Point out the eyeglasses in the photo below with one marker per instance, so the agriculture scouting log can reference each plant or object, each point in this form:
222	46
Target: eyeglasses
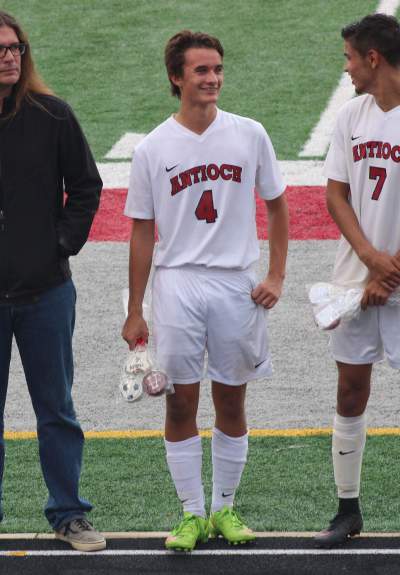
15	49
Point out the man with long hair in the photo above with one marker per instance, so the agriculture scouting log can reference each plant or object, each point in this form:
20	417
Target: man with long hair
43	155
195	175
363	198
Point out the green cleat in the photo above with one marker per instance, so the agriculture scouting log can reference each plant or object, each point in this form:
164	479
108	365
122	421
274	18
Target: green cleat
190	530
228	524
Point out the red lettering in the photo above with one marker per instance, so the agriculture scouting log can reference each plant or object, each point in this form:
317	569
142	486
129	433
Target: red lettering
237	174
356	154
185	179
226	171
395	155
175	186
212	172
203	173
371	146
195	173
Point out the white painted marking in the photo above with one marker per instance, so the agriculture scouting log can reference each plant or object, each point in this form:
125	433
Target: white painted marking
115	175
295	173
203	553
318	142
125	147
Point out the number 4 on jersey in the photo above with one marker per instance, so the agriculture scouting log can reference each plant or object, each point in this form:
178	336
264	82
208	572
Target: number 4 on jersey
205	208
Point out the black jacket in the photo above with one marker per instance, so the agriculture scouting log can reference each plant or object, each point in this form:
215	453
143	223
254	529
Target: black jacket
43	155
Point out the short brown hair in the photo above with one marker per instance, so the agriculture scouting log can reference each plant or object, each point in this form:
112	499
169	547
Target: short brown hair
29	83
378	32
176	48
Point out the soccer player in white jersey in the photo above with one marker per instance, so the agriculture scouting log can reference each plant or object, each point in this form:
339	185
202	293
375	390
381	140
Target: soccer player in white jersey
363	195
194	176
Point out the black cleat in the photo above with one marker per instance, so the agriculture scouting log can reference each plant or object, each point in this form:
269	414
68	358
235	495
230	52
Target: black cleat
341	528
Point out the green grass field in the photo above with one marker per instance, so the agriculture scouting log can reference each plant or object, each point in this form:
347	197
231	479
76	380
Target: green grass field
283	59
287	485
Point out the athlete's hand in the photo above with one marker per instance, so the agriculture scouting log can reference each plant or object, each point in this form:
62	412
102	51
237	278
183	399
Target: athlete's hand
134	328
268	292
374	294
385	269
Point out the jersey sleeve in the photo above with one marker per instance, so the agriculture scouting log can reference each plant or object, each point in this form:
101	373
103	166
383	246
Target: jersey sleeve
269	183
139	202
335	167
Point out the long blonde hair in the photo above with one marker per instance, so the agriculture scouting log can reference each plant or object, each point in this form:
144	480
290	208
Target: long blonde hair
30	82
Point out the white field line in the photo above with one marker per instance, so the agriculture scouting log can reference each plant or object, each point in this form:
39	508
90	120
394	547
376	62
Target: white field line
295	173
318	142
204	553
134	535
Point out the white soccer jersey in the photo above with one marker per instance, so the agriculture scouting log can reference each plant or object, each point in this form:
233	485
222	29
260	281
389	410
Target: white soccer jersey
200	190
365	153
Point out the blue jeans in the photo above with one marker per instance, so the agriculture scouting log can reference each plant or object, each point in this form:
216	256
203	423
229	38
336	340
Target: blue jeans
43	331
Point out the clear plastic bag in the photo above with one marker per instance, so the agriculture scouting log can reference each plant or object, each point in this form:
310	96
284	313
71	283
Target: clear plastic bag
140	376
333	304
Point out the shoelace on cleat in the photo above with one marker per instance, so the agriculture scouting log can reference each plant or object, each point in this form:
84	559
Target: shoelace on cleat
236	520
187	524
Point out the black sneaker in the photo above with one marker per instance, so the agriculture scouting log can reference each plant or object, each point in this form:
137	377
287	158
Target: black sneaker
341	528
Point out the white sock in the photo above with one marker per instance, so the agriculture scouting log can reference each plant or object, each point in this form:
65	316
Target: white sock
348	442
184	460
229	456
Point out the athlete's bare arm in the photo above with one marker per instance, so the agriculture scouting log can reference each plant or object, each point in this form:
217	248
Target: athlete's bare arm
269	290
383	267
140	258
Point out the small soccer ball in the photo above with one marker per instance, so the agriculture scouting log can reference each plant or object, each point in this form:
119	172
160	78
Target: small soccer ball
155	382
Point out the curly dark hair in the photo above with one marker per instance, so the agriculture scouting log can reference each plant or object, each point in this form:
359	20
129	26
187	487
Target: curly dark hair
176	48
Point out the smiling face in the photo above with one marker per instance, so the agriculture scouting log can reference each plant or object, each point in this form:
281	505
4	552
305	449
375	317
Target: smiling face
10	66
360	68
202	77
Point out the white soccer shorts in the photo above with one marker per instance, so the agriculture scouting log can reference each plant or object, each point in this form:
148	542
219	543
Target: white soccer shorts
197	309
369	338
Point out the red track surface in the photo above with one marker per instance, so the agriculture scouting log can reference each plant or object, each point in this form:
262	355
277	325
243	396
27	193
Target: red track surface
309	219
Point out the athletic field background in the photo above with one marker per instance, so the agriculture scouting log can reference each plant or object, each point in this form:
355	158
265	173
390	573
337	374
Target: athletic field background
283	61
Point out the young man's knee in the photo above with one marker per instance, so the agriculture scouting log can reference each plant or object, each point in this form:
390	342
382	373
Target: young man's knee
180	409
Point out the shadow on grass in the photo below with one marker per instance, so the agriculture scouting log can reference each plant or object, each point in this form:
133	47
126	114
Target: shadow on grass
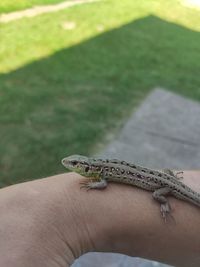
66	103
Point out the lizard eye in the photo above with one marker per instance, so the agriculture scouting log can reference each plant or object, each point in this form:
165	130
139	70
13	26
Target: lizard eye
87	169
74	162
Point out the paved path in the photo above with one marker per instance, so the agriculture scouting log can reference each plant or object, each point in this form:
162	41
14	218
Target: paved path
38	10
163	133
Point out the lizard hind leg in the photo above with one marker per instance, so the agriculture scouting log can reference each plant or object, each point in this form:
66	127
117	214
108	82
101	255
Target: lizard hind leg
92	184
159	195
170	172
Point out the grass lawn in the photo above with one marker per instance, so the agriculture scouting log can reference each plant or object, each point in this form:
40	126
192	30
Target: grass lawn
67	91
14	5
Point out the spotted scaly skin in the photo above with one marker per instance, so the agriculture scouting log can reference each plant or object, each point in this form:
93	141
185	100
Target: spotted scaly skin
102	171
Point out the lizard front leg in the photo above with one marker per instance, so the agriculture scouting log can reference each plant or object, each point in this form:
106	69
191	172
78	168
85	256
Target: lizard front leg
159	195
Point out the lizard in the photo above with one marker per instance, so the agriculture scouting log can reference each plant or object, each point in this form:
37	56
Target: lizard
162	183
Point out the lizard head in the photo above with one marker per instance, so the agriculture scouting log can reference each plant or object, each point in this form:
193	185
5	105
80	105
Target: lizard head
81	164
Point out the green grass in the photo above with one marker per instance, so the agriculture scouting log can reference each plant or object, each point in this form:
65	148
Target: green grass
7	6
65	92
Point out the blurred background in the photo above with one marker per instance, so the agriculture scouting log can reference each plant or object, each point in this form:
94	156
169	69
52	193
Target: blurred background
73	73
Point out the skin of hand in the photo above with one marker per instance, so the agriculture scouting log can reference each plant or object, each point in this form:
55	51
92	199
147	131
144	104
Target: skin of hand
51	222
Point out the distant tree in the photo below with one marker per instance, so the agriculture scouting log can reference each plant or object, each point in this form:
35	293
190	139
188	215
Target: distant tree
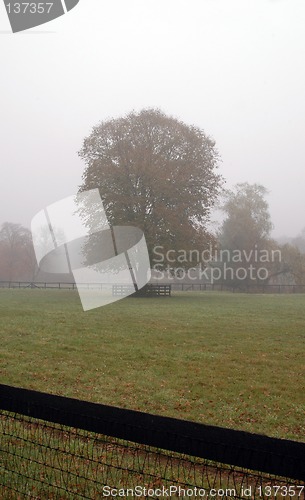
154	172
299	241
291	269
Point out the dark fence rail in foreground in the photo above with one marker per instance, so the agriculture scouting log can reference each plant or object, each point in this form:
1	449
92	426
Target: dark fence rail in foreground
164	288
52	445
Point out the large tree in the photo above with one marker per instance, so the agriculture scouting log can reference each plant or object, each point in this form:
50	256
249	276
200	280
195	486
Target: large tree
154	172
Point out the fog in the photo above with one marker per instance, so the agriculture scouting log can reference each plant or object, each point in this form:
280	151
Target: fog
234	68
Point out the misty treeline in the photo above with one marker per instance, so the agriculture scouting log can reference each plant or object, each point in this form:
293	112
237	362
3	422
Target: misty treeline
156	173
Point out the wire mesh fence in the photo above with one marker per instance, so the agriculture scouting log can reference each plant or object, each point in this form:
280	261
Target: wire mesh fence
111	452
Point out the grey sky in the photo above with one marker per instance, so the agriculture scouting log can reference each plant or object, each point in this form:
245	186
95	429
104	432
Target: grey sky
234	68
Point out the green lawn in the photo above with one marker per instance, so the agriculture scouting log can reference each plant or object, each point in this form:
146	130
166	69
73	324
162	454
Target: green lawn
234	360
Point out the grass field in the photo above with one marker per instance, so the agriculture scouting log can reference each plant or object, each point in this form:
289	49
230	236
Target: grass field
234	360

————————

## What is being asked
Reproduce the stretch of data from the line containing "Point out the large" through the end of the data, keeping every line including the requests. Shift each answer coordinate by -23.

## Expected output
Point out the large tree in the photo above with one marker per instance, so the agriculture scouting log can reference each plant or object, each point in this form:
50	256
249	276
200	280
195	486
Target: large tree
131	149
Point out the fog in the photo above with one marker per instance, so the agriculture scouting log can reference each plant or object, each point in this form:
280	151
Target: fog
211	45
Point out the misty treeline in the photo above with one marker per instance, so the agriculture scouting log can reference each plant or object, each point in this form:
293	112
237	362
3	422
Target: misty treeline
133	150
Point out the wire mesh fence in the photo above with one marker per instance, so the agriculture scouting log can reference each plant or object, each point in this form:
280	261
Target: wire mesh fence
88	429
Point out the grey sky in the photo above with one marker per instance, so the agriculture scouting log can reference each plant or object, each point in this form:
245	186
95	429
104	432
Target: grey sky
211	45
Point out the green lawn in the photo above with one marker per instance, so the agriculture scouting log can reference each plant or object, each point in this form:
146	130
166	69
73	324
162	454
Target: green lawn
211	337
Point out the grass field in the photo above with one marker per instance, so the agriculture scouting log can reference each plant or object, each point in this form:
289	49
230	236
Target: grass field
211	337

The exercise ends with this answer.